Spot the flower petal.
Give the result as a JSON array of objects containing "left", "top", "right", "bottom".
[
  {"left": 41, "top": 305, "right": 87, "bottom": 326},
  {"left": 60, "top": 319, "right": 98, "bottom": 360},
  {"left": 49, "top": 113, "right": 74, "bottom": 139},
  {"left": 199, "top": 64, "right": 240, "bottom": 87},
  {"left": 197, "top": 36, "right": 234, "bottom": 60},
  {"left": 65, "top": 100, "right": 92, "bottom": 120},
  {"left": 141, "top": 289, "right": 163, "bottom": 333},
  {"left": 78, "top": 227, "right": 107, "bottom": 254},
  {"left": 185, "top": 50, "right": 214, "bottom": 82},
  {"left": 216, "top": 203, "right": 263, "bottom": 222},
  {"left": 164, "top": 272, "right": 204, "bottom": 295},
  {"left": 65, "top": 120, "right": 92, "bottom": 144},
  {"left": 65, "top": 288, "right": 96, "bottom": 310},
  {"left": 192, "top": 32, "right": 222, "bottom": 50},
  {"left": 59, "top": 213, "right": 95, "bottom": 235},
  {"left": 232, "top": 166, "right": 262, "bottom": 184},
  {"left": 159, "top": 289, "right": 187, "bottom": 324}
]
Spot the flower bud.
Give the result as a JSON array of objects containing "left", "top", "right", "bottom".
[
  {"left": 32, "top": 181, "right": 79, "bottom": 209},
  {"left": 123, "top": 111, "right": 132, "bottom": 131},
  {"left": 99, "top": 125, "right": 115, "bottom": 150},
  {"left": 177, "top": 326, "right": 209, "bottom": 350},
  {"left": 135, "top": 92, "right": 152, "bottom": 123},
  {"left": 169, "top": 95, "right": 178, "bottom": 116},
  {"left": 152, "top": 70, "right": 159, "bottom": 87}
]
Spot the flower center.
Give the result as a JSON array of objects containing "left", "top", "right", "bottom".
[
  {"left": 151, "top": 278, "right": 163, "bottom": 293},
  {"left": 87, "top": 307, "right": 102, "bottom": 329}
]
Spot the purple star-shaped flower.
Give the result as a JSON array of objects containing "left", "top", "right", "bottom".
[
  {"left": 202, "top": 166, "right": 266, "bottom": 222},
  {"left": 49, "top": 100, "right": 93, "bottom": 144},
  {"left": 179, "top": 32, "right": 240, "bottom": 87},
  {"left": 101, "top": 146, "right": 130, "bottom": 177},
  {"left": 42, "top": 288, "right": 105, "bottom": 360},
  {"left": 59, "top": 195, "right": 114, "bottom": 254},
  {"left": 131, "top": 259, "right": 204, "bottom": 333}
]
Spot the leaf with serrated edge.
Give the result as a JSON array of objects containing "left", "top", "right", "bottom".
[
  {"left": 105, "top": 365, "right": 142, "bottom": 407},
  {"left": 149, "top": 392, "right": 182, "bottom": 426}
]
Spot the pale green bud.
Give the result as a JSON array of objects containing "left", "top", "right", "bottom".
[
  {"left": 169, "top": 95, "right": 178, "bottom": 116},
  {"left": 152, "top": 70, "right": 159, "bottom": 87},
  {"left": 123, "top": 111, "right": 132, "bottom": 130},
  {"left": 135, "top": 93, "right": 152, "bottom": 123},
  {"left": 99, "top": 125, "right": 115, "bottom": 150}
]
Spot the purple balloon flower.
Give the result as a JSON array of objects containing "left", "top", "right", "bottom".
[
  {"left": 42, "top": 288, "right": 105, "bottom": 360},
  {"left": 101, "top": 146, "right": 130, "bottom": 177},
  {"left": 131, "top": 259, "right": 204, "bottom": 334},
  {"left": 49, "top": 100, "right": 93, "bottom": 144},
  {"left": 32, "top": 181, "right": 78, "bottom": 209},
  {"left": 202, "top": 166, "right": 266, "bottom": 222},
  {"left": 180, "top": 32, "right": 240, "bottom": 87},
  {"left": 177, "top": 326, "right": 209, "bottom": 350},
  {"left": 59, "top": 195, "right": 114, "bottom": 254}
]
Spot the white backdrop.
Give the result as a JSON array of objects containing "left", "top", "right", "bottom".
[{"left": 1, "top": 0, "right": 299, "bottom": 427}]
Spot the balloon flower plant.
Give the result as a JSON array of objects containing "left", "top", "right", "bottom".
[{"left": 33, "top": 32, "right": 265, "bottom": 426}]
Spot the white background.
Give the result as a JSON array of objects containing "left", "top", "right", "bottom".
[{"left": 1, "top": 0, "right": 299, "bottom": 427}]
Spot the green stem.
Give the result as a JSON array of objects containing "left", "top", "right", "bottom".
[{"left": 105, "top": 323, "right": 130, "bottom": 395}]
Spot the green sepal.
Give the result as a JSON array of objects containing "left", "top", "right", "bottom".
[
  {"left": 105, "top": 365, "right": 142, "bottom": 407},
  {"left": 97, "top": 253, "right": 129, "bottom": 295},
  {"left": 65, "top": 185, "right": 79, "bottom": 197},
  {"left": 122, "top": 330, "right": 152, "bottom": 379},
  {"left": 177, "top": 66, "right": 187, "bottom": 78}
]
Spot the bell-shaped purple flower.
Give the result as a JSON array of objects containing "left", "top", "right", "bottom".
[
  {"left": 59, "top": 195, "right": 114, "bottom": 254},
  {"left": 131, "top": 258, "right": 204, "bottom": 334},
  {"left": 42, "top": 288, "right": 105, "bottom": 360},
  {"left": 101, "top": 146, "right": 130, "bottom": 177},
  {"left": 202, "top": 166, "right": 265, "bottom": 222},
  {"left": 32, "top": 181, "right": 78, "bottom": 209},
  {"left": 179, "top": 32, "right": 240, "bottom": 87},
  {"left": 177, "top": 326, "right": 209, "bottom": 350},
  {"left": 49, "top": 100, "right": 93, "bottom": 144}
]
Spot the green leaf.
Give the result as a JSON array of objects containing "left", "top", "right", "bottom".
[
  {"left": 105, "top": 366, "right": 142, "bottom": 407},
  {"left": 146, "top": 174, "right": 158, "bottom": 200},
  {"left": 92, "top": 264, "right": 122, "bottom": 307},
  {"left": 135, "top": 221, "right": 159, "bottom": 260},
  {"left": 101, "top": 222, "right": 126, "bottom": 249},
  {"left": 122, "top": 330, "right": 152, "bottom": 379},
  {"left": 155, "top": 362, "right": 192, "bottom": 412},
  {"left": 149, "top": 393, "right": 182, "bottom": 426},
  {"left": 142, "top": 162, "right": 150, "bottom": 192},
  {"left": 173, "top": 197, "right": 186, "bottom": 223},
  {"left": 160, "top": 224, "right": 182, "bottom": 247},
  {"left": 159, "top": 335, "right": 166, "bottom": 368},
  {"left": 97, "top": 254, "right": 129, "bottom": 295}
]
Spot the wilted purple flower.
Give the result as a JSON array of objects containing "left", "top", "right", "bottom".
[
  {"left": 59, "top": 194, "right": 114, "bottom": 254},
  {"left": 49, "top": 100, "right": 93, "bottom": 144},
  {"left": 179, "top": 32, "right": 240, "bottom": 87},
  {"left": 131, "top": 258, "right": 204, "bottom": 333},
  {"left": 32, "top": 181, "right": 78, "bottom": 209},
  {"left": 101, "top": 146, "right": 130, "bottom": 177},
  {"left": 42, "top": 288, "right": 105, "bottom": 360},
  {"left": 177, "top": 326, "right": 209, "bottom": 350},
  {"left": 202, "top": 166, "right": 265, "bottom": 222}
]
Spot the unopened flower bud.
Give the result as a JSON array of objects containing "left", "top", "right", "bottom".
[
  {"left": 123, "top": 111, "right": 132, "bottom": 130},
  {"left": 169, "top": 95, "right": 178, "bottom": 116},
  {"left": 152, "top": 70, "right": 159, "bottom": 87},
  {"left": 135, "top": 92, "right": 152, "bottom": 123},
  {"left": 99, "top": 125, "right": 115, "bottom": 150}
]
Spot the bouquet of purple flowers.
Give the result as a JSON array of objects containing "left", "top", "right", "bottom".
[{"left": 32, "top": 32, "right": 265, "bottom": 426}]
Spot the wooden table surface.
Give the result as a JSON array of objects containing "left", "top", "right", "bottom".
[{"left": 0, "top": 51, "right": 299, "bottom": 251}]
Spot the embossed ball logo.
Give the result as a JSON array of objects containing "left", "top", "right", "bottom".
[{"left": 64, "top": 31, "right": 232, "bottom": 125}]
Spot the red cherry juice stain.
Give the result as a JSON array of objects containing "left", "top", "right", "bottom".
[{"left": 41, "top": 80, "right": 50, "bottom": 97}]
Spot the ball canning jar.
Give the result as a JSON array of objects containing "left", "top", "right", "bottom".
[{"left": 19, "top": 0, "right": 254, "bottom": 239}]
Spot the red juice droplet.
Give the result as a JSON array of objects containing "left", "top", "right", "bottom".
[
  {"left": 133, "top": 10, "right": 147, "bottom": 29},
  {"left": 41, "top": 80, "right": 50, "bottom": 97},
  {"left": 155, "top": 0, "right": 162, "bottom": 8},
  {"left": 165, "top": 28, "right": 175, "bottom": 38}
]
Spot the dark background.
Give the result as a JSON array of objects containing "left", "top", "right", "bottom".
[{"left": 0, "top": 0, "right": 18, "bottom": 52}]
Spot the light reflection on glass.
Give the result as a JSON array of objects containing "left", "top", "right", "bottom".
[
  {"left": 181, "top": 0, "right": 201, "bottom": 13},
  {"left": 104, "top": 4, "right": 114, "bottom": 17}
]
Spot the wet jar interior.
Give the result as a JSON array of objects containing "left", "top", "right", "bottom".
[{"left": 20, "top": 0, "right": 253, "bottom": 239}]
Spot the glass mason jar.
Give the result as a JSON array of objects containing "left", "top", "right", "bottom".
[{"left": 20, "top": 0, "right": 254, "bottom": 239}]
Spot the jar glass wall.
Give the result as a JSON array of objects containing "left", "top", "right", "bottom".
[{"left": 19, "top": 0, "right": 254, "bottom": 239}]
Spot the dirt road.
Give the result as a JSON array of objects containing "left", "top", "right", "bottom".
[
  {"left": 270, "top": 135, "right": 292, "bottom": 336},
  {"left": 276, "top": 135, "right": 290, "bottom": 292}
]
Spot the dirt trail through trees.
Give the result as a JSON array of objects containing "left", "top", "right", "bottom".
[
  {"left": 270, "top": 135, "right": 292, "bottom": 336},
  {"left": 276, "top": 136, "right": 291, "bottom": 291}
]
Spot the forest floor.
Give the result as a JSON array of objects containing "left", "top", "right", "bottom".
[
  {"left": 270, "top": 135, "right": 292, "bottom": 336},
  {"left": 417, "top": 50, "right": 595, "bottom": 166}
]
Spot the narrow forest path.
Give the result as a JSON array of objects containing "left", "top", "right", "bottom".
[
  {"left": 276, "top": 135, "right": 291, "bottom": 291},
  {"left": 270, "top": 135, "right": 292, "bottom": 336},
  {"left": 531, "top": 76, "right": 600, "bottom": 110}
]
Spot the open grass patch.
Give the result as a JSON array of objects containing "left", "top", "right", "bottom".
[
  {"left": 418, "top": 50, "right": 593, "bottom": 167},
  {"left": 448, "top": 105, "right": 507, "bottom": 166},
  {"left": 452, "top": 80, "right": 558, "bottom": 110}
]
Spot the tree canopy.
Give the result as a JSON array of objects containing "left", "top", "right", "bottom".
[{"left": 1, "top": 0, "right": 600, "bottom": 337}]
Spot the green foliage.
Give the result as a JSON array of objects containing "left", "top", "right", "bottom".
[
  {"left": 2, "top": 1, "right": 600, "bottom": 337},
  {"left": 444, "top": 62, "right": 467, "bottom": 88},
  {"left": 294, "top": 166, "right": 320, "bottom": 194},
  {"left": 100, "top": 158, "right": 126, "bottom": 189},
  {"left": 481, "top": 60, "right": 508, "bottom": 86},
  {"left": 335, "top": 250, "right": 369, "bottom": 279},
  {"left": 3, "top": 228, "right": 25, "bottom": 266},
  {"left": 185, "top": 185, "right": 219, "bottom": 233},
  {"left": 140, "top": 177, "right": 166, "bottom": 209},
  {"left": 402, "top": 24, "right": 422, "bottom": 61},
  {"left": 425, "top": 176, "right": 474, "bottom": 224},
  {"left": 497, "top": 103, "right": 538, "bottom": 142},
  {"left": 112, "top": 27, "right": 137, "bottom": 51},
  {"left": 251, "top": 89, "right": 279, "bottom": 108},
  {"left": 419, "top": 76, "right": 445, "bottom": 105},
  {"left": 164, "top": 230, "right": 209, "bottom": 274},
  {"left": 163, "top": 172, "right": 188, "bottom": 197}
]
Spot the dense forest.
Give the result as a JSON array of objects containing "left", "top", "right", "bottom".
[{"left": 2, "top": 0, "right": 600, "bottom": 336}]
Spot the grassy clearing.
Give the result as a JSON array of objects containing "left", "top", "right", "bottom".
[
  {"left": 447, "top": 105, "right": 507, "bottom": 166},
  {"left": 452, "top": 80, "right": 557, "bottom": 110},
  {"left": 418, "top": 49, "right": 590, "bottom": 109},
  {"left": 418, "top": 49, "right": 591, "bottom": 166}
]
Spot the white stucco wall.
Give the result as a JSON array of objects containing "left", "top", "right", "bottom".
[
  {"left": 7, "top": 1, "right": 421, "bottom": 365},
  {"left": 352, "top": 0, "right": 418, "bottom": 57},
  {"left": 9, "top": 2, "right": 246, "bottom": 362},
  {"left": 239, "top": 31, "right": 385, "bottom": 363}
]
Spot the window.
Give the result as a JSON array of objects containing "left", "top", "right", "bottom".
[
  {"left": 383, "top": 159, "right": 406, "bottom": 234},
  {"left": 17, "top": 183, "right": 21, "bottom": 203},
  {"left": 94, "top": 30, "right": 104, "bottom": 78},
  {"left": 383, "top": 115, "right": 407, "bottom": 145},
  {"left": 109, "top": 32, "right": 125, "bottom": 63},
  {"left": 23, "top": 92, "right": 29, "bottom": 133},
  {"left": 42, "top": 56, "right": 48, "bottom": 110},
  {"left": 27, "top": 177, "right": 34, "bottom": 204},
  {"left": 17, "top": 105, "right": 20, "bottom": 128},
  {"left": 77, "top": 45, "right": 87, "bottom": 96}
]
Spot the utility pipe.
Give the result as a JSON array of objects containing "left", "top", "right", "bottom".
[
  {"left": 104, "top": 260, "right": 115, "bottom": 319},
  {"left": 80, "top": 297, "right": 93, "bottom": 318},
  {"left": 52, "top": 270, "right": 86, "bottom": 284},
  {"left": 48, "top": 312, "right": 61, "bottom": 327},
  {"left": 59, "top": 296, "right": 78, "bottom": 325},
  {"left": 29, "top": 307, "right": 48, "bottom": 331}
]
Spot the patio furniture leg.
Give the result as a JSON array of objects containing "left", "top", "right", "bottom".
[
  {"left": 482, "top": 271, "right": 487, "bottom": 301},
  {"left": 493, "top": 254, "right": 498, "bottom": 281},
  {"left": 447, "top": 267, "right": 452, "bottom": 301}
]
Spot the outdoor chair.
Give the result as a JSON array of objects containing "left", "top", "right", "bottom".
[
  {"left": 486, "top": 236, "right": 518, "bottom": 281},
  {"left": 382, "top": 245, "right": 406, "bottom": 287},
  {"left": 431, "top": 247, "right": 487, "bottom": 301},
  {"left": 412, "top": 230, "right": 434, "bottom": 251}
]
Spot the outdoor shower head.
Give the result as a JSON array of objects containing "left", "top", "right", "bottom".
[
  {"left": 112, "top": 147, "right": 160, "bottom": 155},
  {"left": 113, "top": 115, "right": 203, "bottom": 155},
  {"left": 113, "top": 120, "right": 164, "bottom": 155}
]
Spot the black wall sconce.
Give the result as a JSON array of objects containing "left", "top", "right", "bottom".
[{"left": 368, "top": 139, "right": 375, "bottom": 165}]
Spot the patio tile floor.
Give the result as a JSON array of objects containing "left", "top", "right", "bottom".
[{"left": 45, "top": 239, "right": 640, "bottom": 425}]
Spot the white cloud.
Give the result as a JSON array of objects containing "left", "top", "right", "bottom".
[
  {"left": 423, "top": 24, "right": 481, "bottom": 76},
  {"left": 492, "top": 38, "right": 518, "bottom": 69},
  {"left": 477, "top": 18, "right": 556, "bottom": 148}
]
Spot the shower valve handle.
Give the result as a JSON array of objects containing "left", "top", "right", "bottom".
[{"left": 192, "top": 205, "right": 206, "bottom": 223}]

- DIRECTIONS FOR THIS TASK
Give back the lines of the data exactly as they are written, from the first line through the line containing "Spot the flower center.".

- EXERCISE RESULT
Spot the flower petal.
Give the result as a JSON array of objects containing "left", "top", "right", "bottom".
[
  {"left": 41, "top": 305, "right": 87, "bottom": 326},
  {"left": 60, "top": 319, "right": 98, "bottom": 360},
  {"left": 49, "top": 113, "right": 74, "bottom": 139},
  {"left": 199, "top": 64, "right": 240, "bottom": 87},
  {"left": 197, "top": 36, "right": 234, "bottom": 60},
  {"left": 65, "top": 100, "right": 92, "bottom": 120},
  {"left": 141, "top": 289, "right": 163, "bottom": 333},
  {"left": 78, "top": 227, "right": 107, "bottom": 254},
  {"left": 185, "top": 50, "right": 214, "bottom": 82},
  {"left": 216, "top": 203, "right": 263, "bottom": 222},
  {"left": 164, "top": 272, "right": 204, "bottom": 295},
  {"left": 65, "top": 120, "right": 92, "bottom": 144},
  {"left": 65, "top": 288, "right": 96, "bottom": 310},
  {"left": 192, "top": 32, "right": 222, "bottom": 50},
  {"left": 59, "top": 213, "right": 95, "bottom": 235},
  {"left": 232, "top": 166, "right": 262, "bottom": 184},
  {"left": 159, "top": 289, "right": 187, "bottom": 324}
]
Spot the flower bud.
Give the result as a JSON array of objects containing "left", "top", "right", "bottom".
[
  {"left": 32, "top": 181, "right": 79, "bottom": 209},
  {"left": 123, "top": 111, "right": 132, "bottom": 131},
  {"left": 99, "top": 125, "right": 115, "bottom": 150},
  {"left": 177, "top": 326, "right": 209, "bottom": 350},
  {"left": 135, "top": 92, "right": 152, "bottom": 123},
  {"left": 169, "top": 95, "right": 178, "bottom": 116},
  {"left": 152, "top": 70, "right": 159, "bottom": 87}
]
Spot the flower center.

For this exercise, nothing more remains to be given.